The task. Copy the listing below verbatim from the line containing "Question: Can you identify the young" through the line containing "874, 613, 956, 680", inclusive, and include no other lines.

Given data.
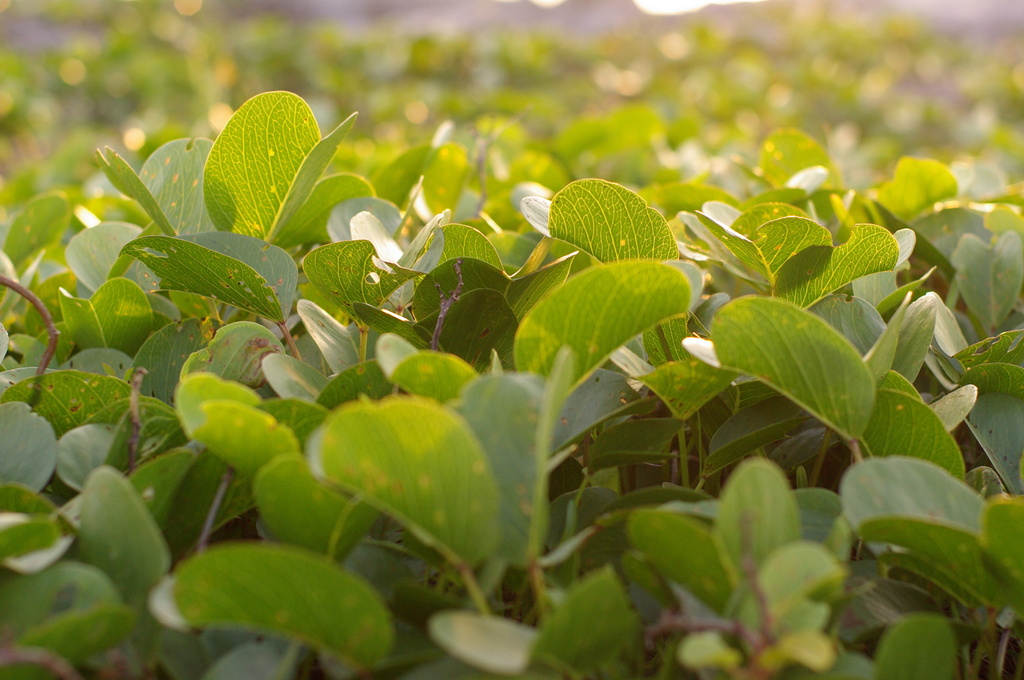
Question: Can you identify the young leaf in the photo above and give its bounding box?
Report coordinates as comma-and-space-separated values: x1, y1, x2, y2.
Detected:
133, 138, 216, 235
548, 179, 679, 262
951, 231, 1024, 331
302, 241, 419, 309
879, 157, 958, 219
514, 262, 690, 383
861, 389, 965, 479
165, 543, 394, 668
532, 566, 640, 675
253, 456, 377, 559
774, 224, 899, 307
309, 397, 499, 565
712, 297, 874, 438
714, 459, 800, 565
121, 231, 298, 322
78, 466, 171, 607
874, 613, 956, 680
==
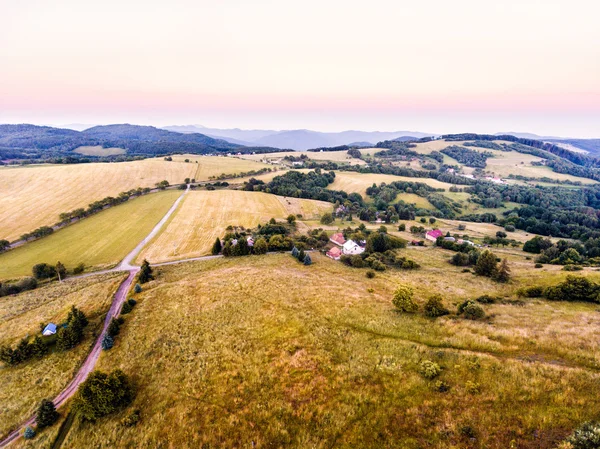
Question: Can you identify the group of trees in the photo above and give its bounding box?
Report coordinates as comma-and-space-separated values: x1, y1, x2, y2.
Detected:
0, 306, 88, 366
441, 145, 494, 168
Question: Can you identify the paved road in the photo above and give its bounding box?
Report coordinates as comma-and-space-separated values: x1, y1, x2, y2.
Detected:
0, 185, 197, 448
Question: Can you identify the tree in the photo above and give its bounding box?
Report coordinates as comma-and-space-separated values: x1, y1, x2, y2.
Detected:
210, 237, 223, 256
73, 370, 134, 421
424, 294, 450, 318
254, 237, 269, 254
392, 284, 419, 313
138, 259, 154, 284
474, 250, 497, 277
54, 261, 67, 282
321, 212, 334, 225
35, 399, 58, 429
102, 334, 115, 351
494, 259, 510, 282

Completed task.
Question: Can you identify the young leaf in the photo above and give its bounding box?
Report coordinates as comma-and-space-separated values: x1, y1, x2, y2.
Detected:
133, 138, 216, 235
548, 179, 679, 262
951, 231, 1024, 331
302, 241, 419, 309
879, 157, 958, 219
514, 262, 690, 383
861, 389, 965, 479
165, 543, 394, 668
532, 566, 640, 675
253, 456, 377, 559
774, 224, 899, 307
309, 397, 499, 565
712, 297, 874, 438
714, 459, 800, 565
121, 231, 298, 322
78, 466, 171, 607
874, 613, 956, 680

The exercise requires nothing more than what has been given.